- EXTRAIT FOURNI:
Well, si vous faites de l’urticaire à penser aux pistes cyclables qui bouffent des voies de voiture, je vais vous dire un truc: vous allez probablement trouver que Starfield est une sacrée dystopie où les wokes ont gagné et imposé leur régime totalitaire sur la galaxie. Ce qui est une bonne nouvelle pour les partisans de Québec Solidaire: le pouvoir ultime et absolu nous attend, faut juste toffer jusqu’en 2330!

Oui, les wokes ont gagné. Pourquoi? Hé bien dans Starfield, tout le monde est piéton.

“Piéton?” Comment est-ce qu’un jeu dans l’espace cosmique où on voyage entre des planètes pourrait être 100% piéton?

Twé qui est doué de raison

Je l’sais bin pas. Sérieux, j’ai pas de réponse à cette question très légitime, et je pense que c’est le problème #1 avec Starfield.

Exemples d'étiquetage de points
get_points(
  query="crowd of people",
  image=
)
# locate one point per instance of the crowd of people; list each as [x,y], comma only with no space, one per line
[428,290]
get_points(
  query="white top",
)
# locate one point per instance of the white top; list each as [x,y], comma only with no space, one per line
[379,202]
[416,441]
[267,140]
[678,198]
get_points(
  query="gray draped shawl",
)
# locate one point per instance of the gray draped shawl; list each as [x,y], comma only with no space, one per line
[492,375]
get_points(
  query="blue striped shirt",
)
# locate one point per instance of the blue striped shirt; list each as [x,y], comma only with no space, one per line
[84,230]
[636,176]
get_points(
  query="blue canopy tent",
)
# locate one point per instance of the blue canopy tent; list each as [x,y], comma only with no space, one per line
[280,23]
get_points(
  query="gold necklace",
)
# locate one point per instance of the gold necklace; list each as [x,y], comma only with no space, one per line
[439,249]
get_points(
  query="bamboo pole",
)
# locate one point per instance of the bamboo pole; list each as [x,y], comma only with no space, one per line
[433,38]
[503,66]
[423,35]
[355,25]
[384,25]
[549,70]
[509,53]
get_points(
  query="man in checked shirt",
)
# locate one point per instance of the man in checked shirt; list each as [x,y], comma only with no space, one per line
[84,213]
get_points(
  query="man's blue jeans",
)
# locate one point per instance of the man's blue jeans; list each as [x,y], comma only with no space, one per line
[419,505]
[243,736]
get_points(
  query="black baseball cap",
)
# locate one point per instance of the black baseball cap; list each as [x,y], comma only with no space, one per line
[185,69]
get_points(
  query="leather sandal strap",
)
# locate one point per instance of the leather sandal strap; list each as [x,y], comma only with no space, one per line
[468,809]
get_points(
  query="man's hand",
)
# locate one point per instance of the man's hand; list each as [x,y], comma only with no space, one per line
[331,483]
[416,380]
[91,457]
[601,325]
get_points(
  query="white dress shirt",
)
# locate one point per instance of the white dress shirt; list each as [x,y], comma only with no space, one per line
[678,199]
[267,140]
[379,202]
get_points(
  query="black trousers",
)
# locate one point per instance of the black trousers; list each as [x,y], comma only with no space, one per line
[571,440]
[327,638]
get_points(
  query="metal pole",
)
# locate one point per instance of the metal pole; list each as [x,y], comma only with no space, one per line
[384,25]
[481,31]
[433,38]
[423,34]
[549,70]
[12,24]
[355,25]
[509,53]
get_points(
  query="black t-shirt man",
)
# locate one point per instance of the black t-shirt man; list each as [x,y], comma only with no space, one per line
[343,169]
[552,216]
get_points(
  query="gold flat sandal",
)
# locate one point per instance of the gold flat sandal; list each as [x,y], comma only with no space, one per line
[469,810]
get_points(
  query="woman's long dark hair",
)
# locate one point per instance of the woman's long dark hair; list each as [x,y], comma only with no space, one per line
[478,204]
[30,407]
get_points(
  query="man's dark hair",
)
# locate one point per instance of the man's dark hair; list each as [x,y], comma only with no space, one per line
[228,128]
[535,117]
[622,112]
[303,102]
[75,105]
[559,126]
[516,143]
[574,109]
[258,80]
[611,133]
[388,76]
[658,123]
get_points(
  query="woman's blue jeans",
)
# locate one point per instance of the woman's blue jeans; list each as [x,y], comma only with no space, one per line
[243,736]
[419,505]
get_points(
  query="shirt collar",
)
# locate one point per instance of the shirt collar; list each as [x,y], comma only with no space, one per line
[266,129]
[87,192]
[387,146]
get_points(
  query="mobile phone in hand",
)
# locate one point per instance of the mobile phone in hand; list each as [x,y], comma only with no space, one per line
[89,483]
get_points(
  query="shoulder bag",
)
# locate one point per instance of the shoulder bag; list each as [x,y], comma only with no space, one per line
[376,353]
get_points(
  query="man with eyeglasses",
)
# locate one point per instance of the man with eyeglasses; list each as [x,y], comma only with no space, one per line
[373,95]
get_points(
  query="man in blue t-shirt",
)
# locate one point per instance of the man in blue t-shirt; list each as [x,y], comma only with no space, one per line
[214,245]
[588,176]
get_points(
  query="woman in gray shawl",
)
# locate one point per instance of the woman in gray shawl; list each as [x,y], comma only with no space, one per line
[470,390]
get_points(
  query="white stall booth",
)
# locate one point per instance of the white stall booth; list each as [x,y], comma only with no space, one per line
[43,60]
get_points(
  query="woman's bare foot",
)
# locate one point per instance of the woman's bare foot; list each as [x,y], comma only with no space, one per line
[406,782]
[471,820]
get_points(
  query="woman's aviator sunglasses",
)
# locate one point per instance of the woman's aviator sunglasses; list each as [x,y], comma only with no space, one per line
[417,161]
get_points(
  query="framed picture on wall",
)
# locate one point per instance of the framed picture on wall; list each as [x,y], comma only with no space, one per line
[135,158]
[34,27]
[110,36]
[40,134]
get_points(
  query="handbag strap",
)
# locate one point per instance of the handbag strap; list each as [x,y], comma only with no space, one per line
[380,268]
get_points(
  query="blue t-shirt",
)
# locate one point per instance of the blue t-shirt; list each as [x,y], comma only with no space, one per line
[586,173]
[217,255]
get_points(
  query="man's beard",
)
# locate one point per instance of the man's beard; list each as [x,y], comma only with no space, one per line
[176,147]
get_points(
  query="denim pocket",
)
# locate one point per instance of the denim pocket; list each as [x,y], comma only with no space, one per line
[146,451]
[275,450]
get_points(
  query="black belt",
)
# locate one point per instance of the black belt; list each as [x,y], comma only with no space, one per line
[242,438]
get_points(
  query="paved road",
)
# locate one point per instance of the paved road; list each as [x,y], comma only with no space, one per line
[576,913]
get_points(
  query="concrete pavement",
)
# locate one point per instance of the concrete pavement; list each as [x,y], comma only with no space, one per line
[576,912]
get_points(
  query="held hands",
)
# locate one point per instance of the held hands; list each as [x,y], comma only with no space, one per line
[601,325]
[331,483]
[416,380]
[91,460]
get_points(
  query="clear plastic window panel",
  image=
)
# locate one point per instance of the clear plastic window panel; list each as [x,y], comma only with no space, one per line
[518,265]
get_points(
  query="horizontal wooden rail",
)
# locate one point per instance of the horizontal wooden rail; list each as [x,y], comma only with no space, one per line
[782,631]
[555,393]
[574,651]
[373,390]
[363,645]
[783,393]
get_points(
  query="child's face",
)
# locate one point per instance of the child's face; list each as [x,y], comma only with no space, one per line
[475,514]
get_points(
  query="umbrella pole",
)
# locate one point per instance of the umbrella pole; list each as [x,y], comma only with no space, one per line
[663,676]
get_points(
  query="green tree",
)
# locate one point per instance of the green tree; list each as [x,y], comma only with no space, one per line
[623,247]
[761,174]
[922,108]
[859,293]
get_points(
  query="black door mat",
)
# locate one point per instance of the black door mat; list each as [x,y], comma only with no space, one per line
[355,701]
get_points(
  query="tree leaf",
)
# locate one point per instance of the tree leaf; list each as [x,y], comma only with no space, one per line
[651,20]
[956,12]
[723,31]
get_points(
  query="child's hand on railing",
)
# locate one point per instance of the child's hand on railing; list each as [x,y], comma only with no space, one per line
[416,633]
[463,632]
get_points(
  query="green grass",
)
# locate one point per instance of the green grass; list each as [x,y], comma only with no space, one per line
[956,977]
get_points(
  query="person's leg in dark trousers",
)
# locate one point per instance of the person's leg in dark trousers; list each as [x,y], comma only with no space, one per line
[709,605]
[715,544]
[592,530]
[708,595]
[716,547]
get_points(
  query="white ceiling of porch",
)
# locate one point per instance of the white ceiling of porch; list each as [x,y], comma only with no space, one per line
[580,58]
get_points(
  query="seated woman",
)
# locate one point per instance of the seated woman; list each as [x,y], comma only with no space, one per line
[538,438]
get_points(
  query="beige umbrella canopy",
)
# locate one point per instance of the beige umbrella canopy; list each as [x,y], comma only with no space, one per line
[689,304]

- EXERCICE PROPOSÉ 1:
Citez le passage de l'extrait sur Starfield compris entre « Well, si vous » et « toffer jusqu’en 2330! », bornes incluses.
- EXERCICE PROPOSÉ 2:
Répondez aux questions suivantes à partir de l'extrait sur Starfield :
(a) Jusqu'à quelle année faut-il « toffer » ?
(b) Dans Starfield, qui est piéton ?
(c) Quel numéro est attribué au problème de Starfield mentionné à la fin ?

- RÉPONSE COMPLÈTE 1:
Well, si vous faites de l’urticaire à penser aux pistes cyclables qui bouffent des voies de voiture, je vais vous dire un truc: vous allez probablement trouver que Starfield est une sacrée dystopie où les wokes ont gagné et imposé leur régime totalitaire sur la galaxie. Ce qui est une bonne nouvelle pour les partisans de Québec Solidaire: le pouvoir ultime et absolu nous attend, faut juste toffer jusqu’en 2330!

- RÉPONSE COMPLÈTE 2:
(a) 2330
(b) Tout le monde
(c) #1